Please write a continuation of the turkey vulture text, starting right after its last sentence.

## Exercise text
■ ■ ■ ■
Where to Find Turkey Vultures
Turkey Vultures are found year-round in Southern North America, Central America, and South America. They can also be found in the Northern United States and Southern Canada in the summer months.
Turkey Vultures are scavengers, so they are most frequently found near humans. They are the easiest to find while driving around open areas near woodlands, as they frequently consume the remains of “roadkill,” small animals that have been hit and killed by vehicles.
Turkey Vultures can be noticed in the sky as a group of large birds with wings in an upswept “V” and flying wobbling in circles. They use thermal updrafts to stay in the air while they use their keen sense of eyesight and smell to find their next meal.
Turkey Vulture Nests
Turkey Vultures don’t build a full “bird’s nest” that is typical of other smaller birds. They will find isolated areas that are cooler than the surroundings. Areas could include ledges or rock crevices in north-facing cliffs, caves, thickets, hollow logs, fallen trees, or even abandoned buildings.
They may arrange vegetation and leaves, scrape a spot in the soil or log, and move smaller rocks or debris. While they often are found near humans, they prefer to nest away from the activity to avoid disturbance.
Sometimes, they may reuse the same nest for many years.
Turkey Vulture Scientific name
The Turkey Vulture has the scientific name Cathartes aura. Its class is Aves and belongs to the Cathartidae family.
The common name “Turkey” comes from its resemblance to the adult’s bald red head and dark plumage of a male wild Turkey. “Vulture” comes from the Latin word vulturus, meaning “tearer,” in reference to how it eats the carcasses of deceased animals.
There are five subspecies of Turkey Vulture:
- Cathartes Aura Aura is the nominate species and is mainly found in Mexico and South America
- Cathartes Aura Jota is known as the Chilean turkey vulture
- Cathartes Aura Meridionalis is known as the Western turkey vulture
- Cathartes Aura Ruficollis is known as the Tropical turkey vulture
- Cathartes Aura Septentrionalis is known as the Eastern turkey vulture
Turkey Vulture Size, Appearance, and Behavior
Turkey Vultures are large birds, with up to a 6-foot wingspan, a length of 32 inches, and weighing up to 5.3 pounds. Their outer feathers are mostly brownish-black, with the feathers on their wings typically white/gray in color. When in flight, the wings appear to have “fingers” at the ends. Their head is small and resembles a turkey, bald with no feathers and red in color, and their hooked beak is short and white/gray in color.
■ ■ ■ ■
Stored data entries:
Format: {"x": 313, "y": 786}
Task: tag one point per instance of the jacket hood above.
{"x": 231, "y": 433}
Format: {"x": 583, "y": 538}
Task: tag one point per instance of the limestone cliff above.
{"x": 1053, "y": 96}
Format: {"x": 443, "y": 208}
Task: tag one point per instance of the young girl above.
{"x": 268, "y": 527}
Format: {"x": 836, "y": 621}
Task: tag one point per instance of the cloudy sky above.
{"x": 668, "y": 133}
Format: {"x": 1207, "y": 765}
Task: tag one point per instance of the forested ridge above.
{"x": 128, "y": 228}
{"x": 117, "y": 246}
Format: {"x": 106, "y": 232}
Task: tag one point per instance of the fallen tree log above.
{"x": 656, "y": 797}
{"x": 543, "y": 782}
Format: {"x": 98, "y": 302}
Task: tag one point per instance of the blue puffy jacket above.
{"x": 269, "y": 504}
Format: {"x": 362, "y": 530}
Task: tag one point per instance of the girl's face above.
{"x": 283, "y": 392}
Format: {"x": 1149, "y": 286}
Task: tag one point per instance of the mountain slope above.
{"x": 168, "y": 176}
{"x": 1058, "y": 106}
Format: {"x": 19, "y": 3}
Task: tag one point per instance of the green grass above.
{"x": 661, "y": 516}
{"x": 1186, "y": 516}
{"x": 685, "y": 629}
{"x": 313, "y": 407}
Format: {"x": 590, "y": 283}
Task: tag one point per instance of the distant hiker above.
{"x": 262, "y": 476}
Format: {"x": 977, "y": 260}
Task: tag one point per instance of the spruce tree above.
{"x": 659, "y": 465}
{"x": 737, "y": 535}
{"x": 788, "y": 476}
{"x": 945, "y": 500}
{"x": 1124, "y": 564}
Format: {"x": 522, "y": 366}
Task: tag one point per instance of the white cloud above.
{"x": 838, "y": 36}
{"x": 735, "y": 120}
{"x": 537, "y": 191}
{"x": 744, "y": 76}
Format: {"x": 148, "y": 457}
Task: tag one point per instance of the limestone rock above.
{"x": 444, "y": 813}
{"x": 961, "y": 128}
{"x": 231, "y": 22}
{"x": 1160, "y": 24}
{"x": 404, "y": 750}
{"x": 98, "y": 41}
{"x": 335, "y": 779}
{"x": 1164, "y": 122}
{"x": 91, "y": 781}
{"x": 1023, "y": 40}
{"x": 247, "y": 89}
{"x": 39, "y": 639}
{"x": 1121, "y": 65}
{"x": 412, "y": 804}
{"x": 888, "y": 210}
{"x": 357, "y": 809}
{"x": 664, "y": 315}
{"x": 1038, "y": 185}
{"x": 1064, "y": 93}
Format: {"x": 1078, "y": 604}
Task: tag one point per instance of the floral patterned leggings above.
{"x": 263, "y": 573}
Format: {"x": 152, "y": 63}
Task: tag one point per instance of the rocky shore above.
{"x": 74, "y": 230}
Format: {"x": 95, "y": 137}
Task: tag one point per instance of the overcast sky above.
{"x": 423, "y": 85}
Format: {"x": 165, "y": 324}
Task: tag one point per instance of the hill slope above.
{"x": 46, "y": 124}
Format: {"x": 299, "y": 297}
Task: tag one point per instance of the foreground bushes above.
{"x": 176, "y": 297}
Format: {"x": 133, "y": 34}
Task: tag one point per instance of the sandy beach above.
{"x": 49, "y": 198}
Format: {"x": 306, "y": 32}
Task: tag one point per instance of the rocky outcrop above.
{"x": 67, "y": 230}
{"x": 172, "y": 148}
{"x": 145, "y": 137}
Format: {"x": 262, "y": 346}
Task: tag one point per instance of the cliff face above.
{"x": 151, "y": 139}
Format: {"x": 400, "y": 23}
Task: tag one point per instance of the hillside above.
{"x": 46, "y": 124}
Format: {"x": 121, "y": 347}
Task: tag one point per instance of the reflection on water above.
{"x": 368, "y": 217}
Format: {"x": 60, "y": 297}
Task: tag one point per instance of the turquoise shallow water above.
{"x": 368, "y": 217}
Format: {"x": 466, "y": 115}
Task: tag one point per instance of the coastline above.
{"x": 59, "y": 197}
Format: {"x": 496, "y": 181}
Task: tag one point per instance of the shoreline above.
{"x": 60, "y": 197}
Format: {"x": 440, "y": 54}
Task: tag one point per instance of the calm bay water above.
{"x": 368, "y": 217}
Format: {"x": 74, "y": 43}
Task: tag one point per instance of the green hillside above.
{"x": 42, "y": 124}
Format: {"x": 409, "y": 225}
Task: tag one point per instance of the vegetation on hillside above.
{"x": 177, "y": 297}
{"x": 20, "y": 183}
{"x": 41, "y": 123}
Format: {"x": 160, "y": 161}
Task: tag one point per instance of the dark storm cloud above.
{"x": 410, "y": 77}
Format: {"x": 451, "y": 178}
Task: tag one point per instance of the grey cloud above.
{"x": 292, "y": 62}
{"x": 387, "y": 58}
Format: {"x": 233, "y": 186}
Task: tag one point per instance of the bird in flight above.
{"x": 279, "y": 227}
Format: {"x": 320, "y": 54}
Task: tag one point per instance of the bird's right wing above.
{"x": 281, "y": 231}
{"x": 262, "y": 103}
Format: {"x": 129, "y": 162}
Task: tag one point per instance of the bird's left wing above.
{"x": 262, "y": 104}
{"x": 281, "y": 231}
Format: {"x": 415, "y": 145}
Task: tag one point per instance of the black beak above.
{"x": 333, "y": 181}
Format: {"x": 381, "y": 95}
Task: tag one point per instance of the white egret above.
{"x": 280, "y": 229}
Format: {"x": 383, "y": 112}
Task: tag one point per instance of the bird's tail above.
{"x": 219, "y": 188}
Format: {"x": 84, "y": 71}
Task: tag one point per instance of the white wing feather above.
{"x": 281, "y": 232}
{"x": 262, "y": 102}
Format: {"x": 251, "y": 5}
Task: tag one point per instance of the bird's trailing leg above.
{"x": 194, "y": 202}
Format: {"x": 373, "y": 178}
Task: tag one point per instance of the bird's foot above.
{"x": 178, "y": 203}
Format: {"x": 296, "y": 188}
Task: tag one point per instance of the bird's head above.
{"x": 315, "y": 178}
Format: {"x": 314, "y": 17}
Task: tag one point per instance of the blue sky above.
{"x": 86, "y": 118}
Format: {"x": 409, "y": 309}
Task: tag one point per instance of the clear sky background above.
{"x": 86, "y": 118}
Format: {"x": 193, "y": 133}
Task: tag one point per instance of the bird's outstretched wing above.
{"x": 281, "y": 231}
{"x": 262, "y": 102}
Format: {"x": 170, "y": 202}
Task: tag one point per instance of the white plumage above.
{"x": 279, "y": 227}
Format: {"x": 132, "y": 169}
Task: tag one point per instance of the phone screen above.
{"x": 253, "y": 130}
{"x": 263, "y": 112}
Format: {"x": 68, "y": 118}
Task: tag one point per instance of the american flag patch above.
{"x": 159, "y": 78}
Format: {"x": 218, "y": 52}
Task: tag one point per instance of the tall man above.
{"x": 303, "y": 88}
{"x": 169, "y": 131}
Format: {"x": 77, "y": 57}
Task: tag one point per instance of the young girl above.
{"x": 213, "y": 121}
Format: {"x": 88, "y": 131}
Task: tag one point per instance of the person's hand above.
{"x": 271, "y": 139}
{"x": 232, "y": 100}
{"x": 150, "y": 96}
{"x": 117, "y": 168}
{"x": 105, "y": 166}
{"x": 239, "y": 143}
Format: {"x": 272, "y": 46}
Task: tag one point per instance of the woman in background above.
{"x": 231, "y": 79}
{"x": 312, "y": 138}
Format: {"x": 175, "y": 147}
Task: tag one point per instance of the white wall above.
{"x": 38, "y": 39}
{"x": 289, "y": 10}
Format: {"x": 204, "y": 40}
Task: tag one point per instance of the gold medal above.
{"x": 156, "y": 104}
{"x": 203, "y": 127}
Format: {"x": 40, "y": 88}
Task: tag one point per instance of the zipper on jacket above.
■ ■ ■ ■
## Response box
On the ground, they are awkward and have a strange, ungainly hopping walk. It takes a lot of effort to take flight, so they are slow to take flight unless threatened. During the flight, they normally travel in groups and can sometimes be seen roosting in the hundreds.
Turkey Vulture Diet
Turkey Vultures are scavengers and typically eat carrion (decaying flesh of animals). They rarely attack anything living. Their keen sense of smell allows them to detect very small amounts of the odor of decaying flesh in the air as they fly.
They will typically fly in smaller and smaller circles until they zero in on the carcass. Their stomach has a high level of acid, and they can digest meat with high levels of bacteria and disease without harm to themselves.
Turkey Vulture Predators, Threats, and Conservation Status
Turkey Vultures have few natural predators, and those that are predators do not take them very often. Typical predators are golden eagles, bald eagles, red-tailed hawks, and great-horned owls. These birds may prey on older adults that are sick and/or slow.
The largest threat to Turkey Vultures is eating the remains of animals that hunters have shot with lead. They consume the lead while feeding, and eventually, they die from lead poisoning at high enough levels.
Humans may also trap or kill them from the false belief that they spread disease. However, Turkey Vultures help the environment by removing rotting carcasses that may otherwise spread disease.
Reproduction, Young, and Molting
Turkey Vultures lay their eggs beginning in the spring through early summer. This depends on the region and latitude of their location. In cooler regions, they begin later in the spring through late summer.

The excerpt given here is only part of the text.